GIVEN RECORDS -

_ _ _ _ _ _ _

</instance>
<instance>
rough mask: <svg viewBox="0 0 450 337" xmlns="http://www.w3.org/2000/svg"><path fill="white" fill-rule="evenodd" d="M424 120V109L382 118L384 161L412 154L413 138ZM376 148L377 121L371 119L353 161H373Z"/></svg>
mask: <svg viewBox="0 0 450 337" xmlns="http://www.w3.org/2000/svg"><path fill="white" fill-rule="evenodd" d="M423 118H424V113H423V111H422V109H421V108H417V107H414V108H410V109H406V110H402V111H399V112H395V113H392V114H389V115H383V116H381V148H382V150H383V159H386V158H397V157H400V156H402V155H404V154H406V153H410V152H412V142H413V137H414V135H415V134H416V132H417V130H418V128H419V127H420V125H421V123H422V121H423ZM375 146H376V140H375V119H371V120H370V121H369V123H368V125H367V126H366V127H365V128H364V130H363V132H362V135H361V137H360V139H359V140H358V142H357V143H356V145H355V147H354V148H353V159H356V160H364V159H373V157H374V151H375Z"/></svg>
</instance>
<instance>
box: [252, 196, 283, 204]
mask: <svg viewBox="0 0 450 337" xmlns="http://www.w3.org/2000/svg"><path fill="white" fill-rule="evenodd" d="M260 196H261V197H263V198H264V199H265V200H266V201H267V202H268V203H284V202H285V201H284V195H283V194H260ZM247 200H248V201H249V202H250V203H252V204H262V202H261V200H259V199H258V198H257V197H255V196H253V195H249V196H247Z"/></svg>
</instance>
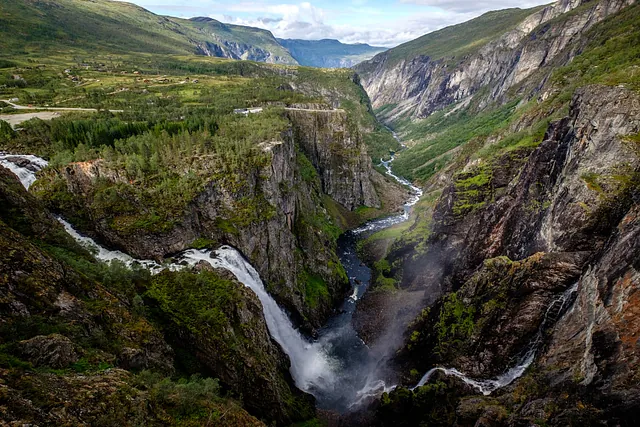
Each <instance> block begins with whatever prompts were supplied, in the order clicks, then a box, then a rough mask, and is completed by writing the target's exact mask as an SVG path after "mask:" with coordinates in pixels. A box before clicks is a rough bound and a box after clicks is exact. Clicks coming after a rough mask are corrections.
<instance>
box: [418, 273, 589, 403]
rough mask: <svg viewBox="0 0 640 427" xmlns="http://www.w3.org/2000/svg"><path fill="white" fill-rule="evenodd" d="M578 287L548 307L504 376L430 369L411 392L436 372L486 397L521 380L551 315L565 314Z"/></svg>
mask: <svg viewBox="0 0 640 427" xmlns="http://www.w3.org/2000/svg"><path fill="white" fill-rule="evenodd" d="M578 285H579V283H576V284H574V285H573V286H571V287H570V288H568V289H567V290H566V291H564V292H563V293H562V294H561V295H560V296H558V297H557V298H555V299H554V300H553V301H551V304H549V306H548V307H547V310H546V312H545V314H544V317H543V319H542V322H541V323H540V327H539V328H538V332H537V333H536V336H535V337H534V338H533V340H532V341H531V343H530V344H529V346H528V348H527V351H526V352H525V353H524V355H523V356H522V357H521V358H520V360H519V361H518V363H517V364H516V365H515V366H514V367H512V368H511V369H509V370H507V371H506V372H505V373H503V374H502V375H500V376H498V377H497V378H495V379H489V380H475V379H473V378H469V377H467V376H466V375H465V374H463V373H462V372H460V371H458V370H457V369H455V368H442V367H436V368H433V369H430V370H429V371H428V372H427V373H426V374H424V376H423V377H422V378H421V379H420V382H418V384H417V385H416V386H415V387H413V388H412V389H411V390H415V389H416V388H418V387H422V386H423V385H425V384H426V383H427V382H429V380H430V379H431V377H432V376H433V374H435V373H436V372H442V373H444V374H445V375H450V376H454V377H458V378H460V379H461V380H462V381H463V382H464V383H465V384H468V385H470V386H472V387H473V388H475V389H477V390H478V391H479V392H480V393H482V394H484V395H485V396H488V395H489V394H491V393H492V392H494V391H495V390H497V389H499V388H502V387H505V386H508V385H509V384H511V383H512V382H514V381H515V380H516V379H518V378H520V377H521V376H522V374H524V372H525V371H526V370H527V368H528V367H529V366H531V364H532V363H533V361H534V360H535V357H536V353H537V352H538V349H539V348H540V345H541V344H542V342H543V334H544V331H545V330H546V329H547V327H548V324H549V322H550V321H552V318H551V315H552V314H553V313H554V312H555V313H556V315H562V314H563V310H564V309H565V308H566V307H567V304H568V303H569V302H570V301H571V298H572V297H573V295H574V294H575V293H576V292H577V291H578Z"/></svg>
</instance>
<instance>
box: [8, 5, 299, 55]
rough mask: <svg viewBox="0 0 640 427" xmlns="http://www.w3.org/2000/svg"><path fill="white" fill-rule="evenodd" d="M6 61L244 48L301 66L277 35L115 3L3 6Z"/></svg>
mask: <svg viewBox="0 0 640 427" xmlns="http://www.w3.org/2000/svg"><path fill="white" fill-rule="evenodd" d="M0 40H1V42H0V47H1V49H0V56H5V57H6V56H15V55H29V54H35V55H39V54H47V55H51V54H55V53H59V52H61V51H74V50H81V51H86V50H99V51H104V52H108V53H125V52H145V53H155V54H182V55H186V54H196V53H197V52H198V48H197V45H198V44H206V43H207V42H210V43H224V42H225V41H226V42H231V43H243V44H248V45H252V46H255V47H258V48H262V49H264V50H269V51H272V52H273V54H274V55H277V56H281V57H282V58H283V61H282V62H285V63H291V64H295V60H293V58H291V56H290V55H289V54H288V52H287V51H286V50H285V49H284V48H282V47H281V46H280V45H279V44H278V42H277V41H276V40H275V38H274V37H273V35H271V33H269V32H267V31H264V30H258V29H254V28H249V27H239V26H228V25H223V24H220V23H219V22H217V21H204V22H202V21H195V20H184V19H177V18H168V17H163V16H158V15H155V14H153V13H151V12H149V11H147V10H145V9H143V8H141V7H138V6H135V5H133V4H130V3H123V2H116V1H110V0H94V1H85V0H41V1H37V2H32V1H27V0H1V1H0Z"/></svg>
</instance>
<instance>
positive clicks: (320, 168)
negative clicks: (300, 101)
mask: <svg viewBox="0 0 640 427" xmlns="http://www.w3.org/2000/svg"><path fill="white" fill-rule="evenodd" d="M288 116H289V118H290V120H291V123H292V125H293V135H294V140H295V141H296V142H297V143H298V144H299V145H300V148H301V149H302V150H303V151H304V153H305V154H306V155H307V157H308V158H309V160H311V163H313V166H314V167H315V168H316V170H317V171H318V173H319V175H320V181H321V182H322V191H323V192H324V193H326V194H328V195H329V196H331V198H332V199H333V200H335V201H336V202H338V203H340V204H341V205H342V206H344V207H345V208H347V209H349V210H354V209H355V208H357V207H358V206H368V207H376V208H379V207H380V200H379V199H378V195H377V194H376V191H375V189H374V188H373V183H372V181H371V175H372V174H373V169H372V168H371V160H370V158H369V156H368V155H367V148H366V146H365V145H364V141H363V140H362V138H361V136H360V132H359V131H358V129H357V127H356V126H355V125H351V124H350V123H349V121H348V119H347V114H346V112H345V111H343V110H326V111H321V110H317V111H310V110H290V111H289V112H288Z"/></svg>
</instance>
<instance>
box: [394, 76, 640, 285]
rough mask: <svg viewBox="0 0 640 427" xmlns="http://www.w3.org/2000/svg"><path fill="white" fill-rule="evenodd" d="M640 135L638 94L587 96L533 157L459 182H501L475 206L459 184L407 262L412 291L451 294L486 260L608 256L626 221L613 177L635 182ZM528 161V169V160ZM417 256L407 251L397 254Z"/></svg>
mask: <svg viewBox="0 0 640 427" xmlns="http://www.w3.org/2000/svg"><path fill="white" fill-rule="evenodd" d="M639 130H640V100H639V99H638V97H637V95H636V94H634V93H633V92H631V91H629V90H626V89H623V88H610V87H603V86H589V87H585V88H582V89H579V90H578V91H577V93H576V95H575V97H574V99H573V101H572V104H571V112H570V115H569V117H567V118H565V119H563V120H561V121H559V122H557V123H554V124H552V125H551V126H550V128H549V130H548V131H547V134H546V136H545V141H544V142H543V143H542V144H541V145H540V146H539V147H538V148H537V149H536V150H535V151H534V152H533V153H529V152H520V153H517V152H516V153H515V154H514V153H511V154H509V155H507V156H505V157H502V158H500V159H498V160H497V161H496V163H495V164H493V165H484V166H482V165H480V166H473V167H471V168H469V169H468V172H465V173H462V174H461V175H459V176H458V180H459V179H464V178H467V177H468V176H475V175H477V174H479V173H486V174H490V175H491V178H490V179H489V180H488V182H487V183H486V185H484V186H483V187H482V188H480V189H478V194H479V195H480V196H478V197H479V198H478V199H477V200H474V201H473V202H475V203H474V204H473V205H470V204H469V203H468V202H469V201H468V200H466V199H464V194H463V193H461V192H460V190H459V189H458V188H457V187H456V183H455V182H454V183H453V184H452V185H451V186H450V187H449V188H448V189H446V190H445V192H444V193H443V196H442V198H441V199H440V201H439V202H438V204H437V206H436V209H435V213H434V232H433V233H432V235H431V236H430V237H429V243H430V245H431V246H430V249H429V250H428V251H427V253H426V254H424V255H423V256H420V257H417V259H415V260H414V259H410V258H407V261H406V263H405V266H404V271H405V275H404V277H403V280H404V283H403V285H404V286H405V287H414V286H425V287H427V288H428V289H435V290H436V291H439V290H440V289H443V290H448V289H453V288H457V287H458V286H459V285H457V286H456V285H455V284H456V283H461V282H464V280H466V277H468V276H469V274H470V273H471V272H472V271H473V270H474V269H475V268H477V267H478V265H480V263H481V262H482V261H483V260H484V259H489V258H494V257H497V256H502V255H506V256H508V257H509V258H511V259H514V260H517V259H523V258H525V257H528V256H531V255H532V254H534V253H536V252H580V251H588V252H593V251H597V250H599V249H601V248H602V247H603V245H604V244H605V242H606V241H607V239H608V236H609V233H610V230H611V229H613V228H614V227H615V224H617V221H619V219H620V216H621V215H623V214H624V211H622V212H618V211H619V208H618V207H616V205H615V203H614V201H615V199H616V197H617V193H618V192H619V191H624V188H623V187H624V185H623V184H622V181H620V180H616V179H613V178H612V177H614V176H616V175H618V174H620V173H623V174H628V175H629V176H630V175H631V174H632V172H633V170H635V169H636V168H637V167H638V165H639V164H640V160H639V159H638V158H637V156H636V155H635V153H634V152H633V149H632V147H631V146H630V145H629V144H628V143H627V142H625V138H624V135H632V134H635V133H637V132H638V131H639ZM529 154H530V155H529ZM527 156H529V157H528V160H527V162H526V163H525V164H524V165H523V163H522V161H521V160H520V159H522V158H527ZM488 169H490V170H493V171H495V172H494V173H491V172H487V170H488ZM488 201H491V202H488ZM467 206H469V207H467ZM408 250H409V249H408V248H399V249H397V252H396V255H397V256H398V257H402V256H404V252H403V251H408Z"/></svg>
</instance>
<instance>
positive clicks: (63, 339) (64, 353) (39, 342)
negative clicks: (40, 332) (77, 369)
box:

_ _ _ _ _ _ _

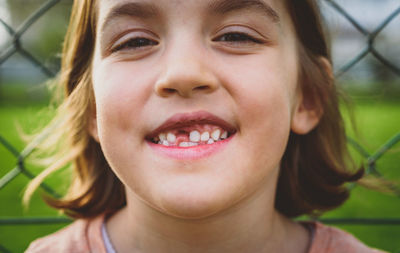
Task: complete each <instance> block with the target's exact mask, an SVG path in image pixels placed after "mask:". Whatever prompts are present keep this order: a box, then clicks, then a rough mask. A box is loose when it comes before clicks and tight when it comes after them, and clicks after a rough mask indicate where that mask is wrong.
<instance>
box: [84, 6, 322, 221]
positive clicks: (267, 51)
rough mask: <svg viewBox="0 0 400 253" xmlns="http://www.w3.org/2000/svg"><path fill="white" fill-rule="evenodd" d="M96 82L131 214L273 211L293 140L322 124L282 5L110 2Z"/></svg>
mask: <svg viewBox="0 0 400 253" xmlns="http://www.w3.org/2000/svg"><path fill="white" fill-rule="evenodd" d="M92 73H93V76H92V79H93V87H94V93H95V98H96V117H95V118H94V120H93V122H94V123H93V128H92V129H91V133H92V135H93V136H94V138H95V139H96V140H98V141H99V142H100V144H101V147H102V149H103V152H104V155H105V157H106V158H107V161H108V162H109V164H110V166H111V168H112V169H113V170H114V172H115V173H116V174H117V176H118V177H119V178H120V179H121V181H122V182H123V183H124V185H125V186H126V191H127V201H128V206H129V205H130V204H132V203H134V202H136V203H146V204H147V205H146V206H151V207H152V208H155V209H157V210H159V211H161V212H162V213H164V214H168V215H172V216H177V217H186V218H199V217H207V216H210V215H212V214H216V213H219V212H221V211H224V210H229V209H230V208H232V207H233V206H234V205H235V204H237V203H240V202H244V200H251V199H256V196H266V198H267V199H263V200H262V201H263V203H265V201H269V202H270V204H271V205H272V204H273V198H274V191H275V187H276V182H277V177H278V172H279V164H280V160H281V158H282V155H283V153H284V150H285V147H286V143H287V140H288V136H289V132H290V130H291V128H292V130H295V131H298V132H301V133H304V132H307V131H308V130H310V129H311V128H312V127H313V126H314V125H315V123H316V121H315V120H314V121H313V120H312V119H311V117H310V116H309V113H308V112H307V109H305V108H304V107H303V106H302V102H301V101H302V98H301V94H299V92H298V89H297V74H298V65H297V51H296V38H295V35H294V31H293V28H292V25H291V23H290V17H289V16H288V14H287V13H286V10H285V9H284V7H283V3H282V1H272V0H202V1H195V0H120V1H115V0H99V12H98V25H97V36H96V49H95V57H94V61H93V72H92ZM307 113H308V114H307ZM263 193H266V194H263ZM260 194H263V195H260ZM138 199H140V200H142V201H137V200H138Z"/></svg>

_ _ _ _ _ _ _

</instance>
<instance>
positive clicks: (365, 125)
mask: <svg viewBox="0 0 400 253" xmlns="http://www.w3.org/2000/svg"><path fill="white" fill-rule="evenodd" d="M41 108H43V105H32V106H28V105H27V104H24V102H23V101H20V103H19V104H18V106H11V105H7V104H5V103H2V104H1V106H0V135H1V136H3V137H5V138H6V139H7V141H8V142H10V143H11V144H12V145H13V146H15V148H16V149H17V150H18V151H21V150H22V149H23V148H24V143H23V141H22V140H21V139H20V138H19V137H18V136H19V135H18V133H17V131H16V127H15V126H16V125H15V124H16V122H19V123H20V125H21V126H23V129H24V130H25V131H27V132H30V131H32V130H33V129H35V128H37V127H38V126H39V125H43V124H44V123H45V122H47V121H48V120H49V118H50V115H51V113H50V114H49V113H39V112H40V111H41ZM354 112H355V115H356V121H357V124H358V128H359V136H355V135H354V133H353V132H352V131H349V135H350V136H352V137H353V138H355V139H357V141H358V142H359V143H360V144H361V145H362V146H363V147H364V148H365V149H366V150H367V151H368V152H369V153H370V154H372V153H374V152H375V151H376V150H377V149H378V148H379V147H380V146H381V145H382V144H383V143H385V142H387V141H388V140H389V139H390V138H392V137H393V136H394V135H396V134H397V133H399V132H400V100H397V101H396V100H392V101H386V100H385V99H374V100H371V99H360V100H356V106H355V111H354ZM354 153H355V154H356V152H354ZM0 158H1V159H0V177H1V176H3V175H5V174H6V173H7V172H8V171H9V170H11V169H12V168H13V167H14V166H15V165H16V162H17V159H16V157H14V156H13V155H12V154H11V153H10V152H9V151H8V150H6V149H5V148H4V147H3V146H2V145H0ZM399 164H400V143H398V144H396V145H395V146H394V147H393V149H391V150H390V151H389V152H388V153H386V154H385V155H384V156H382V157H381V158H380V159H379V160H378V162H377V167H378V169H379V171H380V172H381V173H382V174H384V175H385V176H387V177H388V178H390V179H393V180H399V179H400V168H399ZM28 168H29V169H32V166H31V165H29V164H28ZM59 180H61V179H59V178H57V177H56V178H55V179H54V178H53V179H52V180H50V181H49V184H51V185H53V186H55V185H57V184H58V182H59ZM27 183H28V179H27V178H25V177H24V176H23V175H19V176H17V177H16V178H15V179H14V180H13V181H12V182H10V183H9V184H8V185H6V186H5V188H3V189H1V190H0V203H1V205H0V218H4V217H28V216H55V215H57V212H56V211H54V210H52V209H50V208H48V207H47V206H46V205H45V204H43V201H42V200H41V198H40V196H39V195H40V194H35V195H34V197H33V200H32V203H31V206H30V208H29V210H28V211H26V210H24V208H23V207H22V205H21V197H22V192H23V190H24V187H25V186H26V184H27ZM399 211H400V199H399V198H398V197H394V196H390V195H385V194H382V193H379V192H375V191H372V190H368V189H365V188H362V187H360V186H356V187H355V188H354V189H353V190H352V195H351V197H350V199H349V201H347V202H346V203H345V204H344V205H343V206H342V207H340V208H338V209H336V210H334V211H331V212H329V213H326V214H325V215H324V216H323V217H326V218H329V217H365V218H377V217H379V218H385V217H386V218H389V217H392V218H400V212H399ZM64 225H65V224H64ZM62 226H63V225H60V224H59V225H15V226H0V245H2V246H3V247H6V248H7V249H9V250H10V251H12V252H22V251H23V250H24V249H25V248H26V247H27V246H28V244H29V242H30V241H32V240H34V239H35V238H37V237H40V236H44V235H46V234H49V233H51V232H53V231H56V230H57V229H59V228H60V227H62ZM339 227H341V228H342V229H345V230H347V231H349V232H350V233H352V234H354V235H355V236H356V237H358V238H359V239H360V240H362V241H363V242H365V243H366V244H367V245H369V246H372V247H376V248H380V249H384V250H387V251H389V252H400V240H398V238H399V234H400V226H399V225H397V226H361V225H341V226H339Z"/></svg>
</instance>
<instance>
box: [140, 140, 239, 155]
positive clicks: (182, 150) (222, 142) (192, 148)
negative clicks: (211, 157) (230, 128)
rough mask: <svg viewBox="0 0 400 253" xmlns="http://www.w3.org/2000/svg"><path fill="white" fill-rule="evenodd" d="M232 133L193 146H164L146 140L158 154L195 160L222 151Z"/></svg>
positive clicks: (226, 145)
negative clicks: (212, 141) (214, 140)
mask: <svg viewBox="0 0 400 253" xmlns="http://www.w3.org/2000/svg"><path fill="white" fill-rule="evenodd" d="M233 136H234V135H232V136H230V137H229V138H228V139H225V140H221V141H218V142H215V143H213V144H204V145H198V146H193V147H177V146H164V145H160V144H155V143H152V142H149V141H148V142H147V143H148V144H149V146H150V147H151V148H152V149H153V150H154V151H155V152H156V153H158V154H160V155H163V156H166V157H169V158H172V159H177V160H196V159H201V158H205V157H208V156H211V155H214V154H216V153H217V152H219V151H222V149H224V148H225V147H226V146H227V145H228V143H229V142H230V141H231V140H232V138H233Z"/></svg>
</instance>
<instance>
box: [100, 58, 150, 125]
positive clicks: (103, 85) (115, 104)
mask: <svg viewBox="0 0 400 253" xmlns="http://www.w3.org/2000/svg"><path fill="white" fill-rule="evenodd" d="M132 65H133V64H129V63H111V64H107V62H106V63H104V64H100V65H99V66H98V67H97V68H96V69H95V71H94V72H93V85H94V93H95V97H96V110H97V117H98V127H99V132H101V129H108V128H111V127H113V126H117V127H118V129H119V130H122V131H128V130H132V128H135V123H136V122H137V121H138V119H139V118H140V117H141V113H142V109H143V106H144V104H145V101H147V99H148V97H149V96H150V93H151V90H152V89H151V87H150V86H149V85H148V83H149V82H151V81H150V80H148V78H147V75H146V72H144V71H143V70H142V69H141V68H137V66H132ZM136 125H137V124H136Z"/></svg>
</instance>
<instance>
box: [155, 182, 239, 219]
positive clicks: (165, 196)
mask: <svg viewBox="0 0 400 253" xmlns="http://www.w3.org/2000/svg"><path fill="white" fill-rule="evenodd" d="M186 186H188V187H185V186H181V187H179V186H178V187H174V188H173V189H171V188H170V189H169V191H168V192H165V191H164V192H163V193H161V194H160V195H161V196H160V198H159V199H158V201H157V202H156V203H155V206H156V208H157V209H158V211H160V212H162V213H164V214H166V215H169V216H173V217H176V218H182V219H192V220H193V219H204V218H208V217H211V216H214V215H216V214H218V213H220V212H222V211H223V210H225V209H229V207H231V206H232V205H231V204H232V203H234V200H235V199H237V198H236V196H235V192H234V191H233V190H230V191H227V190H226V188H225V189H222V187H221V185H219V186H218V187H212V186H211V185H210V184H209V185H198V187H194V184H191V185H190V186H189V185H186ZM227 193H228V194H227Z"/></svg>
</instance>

_ _ _ _ _ _ _

REQUIRED WORK - Copy each line of the listing in which the word "order" can be found.

REPLY -
Each <instance> block begins with whatever prompts were supplied, in the order clicks, then a box, then a rough mask, and is completed by writing the target's exact mask as an SVG path after "mask:" with coordinates in pixels. A box before clicks is a rough bound and a box after clicks is exact. Clicks coming after a rough mask are corrections.
Task: complete each <instance> block with the target's exact mask, an SVG path in image pixels placed after "mask:". Whatever prompts are present keep this order: a box, then clicks, then a rough mask. A box is loose when it comes before clicks and tight when it comes after them, and clicks after a rough mask indicate where that mask is wrong.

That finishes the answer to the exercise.